**What is needed**
Everything in the entries below except the pictures must be returned exactly.

——

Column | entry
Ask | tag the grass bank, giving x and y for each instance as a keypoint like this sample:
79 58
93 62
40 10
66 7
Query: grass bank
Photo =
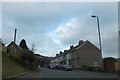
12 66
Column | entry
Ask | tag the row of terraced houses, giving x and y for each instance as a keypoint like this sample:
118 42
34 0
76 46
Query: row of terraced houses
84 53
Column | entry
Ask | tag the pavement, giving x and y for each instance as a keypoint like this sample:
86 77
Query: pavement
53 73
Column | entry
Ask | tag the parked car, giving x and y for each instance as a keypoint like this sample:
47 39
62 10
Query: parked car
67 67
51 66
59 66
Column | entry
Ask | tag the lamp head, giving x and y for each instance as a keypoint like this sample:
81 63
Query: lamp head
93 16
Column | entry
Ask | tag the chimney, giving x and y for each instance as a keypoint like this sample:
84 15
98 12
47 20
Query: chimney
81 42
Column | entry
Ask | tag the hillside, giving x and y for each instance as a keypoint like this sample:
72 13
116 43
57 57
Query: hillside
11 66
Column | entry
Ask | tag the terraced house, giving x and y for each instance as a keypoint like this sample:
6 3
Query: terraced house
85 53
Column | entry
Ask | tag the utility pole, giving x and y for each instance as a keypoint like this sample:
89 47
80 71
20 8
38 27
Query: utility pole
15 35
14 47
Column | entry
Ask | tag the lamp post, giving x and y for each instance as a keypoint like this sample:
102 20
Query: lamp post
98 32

——

**Exercise solution**
Column | entry
Ask | tag the grass bank, giving x and y for each instance as a keypoint like this sample:
79 58
93 62
40 10
66 7
Query: grass bank
Photo =
12 66
Column | entry
Ask | tag the row of terraced houses, giving x and y for each instance as a keypoint like this sample:
118 42
34 0
76 46
Query: row of terraced houses
84 53
Column | entry
Ask | tag the pavement, giving x and y for each instance as a keypoint like this sample:
86 77
Query: pavement
53 73
Column | entry
Ask | tag the parked car, giving x and y for each instance as a keypoint like this sample:
47 39
62 10
Query: parked car
67 67
51 66
59 66
Column | entry
Ask | tag the lamp head, giving x and y for each instance as a keypoint like this sample:
81 63
Query: lamp head
93 16
Column | entry
Ask | tag the chimney, giving x and y for each instance as a keypoint like this sample:
84 15
98 12
47 20
Query: chimney
81 42
Column | entry
Ask | tag the hillside, giving x and y for each instance as a keypoint like this sample:
72 13
116 43
57 57
Query: hillside
11 66
Column | entry
Ask | tag the terraced house, giving x and y for each instance as a keypoint like this sample:
6 3
Query: terraced house
85 53
Column | entry
Ask | tag the utility pole, giving x and y for each instance as a keypoint like this sample:
89 47
80 71
20 8
38 27
Query: utility pole
15 35
14 47
Column | entry
Ask | tag the lamp post, giving x and y for each instance as a keypoint like this sample:
102 20
Query: lamp post
98 32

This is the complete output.